------ Texte à lire

Selon Gérard Feldzer, consultant en aéronautique, l’inexpérience de l’équipage pourrait expliquer le fait que l’avion se soit retrouvé piégé dans un orage, avant d’entamer une chute de 10.000 mètres en trois minutes, comme le révèlent les premières images radars.
Pris au piège de l’orage qu’il souhaitait éviter. C’est ce que révèlent les premières images radars enregistrées par le contrôle aérien burkinabè concernant le crash du vol AH5017 d’Air Algérie, qui a fait il y a quelques jours 118 morts dont 54 Français. «Lorsqu’un avion se retrouve coincé dans un cumulonimbus comme ça a du être le cas ici, c’est extrêmement dangereux pour l’appareil», explique au Figaro Gérard Feldzer, consultant en aéronautique et transport.
«L’avion peut être secoué, se retrouver sur le dos. Il peut même être projeté vers le sol en raison des fortes turbulences. Le pilote a dû se battre pour faire face au cumulonimbus, mais il s’est retrouvé piégé. Et il suffit à un avion de rester ne serait-ce que 30 secondes dans un cumulonimbus dangereux pour que le pire arrive».
Selon le chef d’état-major général burkinabé Gilbert Diendéré, coordonnateur de la cellule de crise au Burkina Faso, «le pilote a peut-être pensé qu’il l’avait complètement évité et a voulu revenir sur la droite afin de reprendre son itinéraire initial. Et c’est en faisant cette manœuvre, à ce niveau, que l’accident est arrivé», rapporte RFI.
Pour Gérard Feldzer, le pilote s’est semble-t-il rendu compte trop tard de l’orage qui se présentait devant lui. «Un avion a un rayon de virage entre 10 et 15 km. Quand il veut éviter un orage, si il est trop près, il n’a pas le temps de faire demi-tour. Il se retrouve pris au piège dans des mouvements ascendants et descendants. Or, ce sont des choses qui ne s’appprennent pas sur des simulateurs de pilotage, mais sur le terrain, à force de pratique. Pour qu’un pilote soit capable de faire face à ce type de turbulences, fréquentes dans ces régions, il lui faut une certaine expérience».
«Je trouve ça incroyable qu’en 2014, avec tous les outils dont les pilotes disposent, un avion ne parvienne pas à éviter un orage»
Gérard Feldzer, consultant en aéronautique et transports
Or, comme le rappelle le Parisien , l’équipage espagnol n’avait qu’un mois d’expérience sur cette route aérienne réputée difficile à cette saison. «Je trouve ça incroyable qu’en 2014, avec tous les outils dont les pilotes disposent, un avion ne parvienne pas à éviter un orage. Le crash du AH5017, comme le crash du MH17 et le crash de Transasia sont trois accidents qui auraient pu être éviter avec les outils dont on dispoe. Cela me met hors de moi.»

------------

**Série d'exercices**
#1 Recopiez le passage de l'article sur le crash qui commence à « Selon Gérard Feldzer, consultant » et se termine à « premières images radars. », en remplaçant « consultant en aéronautique » par « expert en aviation ».
#2 Relevez tous les médias nommés dans l'article sur le crash comme sources des propos ou informations rapportés.
#3 Répondez à ces questions d'après l'article sur le crash.
(a) Combien de morts le crash du vol AH5017 a-t-il fait, et combien de Français parmi eux ?
(b) Quel est le rayon de virage d'un avion selon Gérard Feldzer ?
(c) Depuis combien de temps l'équipage espagnol volait-il sur cette route aérienne ?
Les items ci-dessous n'ont aucun lien avec l'article sur le crash.

------ Données fournies

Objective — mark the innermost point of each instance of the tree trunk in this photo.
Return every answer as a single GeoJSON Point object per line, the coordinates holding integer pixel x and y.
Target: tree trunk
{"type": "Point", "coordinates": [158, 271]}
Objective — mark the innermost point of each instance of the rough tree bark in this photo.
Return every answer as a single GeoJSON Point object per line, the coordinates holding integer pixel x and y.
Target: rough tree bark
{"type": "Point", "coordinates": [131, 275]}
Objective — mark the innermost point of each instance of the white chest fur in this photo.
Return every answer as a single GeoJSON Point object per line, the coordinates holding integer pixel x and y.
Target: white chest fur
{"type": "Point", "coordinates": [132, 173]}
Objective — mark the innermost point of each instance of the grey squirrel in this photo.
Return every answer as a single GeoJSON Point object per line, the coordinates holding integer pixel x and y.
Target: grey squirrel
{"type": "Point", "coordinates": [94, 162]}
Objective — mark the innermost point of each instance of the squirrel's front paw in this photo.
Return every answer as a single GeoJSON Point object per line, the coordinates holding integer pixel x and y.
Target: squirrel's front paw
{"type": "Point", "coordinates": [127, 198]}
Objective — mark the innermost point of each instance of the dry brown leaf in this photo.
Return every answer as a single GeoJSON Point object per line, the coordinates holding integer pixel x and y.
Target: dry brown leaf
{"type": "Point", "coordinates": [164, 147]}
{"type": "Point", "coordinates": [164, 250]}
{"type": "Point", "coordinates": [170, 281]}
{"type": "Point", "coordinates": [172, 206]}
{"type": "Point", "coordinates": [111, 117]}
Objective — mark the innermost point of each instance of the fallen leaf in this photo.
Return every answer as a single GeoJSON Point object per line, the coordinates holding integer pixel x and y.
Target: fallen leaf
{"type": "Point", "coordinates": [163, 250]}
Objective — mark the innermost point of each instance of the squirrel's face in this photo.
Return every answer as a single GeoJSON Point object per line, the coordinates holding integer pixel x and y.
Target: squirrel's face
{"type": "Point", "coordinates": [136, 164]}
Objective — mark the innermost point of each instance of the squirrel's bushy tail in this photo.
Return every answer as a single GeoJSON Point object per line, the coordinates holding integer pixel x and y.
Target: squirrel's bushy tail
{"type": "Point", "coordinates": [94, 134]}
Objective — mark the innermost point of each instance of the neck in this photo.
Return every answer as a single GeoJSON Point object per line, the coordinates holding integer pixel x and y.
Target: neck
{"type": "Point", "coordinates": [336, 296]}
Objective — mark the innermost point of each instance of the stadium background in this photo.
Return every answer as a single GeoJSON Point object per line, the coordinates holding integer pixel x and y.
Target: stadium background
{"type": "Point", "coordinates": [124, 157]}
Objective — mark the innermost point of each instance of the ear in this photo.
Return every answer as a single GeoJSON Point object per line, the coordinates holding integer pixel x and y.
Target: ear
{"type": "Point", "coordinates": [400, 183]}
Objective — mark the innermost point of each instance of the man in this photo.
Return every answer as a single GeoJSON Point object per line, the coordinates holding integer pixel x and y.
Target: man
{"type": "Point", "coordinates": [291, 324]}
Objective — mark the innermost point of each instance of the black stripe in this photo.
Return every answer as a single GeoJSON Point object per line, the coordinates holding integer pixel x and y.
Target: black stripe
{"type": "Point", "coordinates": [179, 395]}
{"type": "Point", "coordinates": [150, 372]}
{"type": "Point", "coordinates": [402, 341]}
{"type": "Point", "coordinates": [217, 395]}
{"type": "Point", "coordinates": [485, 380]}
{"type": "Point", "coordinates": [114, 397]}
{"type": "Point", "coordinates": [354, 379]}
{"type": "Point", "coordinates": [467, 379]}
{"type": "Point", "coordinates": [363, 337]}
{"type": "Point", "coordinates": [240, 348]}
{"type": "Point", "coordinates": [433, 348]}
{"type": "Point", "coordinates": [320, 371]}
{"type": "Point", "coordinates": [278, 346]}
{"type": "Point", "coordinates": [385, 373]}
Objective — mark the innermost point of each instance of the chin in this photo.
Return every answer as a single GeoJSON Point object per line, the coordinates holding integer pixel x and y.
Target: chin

------------

**Corrigé détaillé**
#1
Selon Gérard Feldzer, expert en aviation, l’inexpérience de l’équipage pourrait expliquer le fait que l’avion se soit retrouvé piégé dans un orage, avant d’entamer une chute de 10.000 mètres en trois minutes, comme le révèlent les premières images radars.

#2 Le Figaro, RFI, le Parisien

#3
(a) 118 morts, dont 54 Français.
(b) Entre 10 et 15 km.
(c) Un mois.